#### Exercise inputs
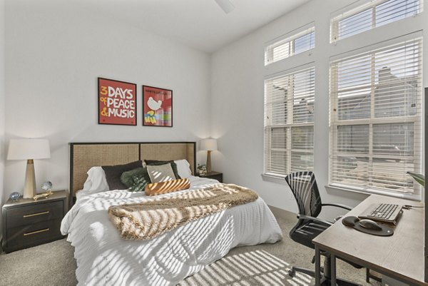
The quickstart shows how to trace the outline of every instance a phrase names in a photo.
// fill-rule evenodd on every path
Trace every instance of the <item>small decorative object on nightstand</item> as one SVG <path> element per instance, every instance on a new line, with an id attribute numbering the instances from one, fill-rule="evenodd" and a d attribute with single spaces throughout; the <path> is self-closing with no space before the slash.
<path id="1" fill-rule="evenodd" d="M 217 180 L 220 183 L 223 183 L 223 173 L 211 171 L 210 173 L 205 173 L 203 174 L 196 174 L 200 178 L 208 178 L 210 179 Z"/>
<path id="2" fill-rule="evenodd" d="M 21 198 L 21 194 L 18 192 L 14 192 L 9 195 L 9 198 L 12 201 L 16 202 Z"/>
<path id="3" fill-rule="evenodd" d="M 66 212 L 67 195 L 60 190 L 37 201 L 8 200 L 2 208 L 3 250 L 10 252 L 62 238 L 59 228 Z"/>

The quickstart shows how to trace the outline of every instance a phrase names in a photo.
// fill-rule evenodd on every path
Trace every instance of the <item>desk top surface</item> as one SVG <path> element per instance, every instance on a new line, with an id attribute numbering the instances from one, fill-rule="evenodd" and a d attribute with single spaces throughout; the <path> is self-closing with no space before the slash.
<path id="1" fill-rule="evenodd" d="M 423 205 L 407 200 L 372 195 L 345 215 L 358 216 L 372 203 Z M 385 275 L 422 285 L 424 281 L 424 208 L 403 210 L 389 237 L 371 235 L 343 225 L 340 220 L 316 237 L 320 248 L 360 262 Z"/>

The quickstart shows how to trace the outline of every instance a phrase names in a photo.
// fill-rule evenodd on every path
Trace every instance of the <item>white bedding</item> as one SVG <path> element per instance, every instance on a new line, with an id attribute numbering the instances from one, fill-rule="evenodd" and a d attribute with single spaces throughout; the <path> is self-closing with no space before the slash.
<path id="1" fill-rule="evenodd" d="M 190 180 L 190 189 L 218 183 L 198 177 Z M 275 217 L 261 198 L 149 240 L 121 239 L 108 219 L 111 205 L 168 195 L 153 198 L 127 190 L 81 193 L 61 228 L 75 247 L 78 285 L 175 285 L 223 257 L 231 248 L 274 243 L 282 238 Z"/>

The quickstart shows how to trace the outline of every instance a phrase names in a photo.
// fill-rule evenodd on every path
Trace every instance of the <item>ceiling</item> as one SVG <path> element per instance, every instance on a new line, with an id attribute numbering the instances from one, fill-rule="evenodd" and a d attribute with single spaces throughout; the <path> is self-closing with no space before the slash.
<path id="1" fill-rule="evenodd" d="M 226 14 L 215 0 L 86 0 L 103 14 L 196 49 L 212 53 L 309 0 L 230 0 Z"/>

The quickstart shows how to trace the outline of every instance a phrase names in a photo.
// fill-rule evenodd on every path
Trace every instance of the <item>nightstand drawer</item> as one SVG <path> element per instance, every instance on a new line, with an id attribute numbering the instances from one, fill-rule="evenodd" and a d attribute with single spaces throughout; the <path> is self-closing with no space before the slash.
<path id="1" fill-rule="evenodd" d="M 16 247 L 23 248 L 61 238 L 61 220 L 58 218 L 8 229 L 8 249 L 13 250 Z"/>
<path id="2" fill-rule="evenodd" d="M 7 228 L 28 225 L 63 216 L 63 202 L 49 202 L 10 209 L 7 211 Z"/>

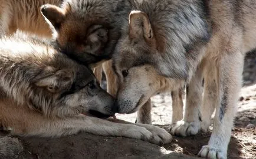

#### Task statement
Please pick out and copy every line in the rows above that contains the string "nightstand", matching case exactly.

#### Reply to the task
Trace every instance of the <item>small decorative object on nightstand</item> as one SVG <path> element per instance, every instance on a new line, with an id attribute numbering the instances from one, fill-rule="evenodd" and a d attribute with single spaces throughout; the <path> is self-closing with no space before the slash.
Trace every instance of the <item>nightstand drawer</item> as one SVG <path> element per instance, every instance on a new line, with an id attribute numbering the instances from one, fill-rule="evenodd" and a d attribute with single spaces throughout; the <path> is self-closing with no space before the slash.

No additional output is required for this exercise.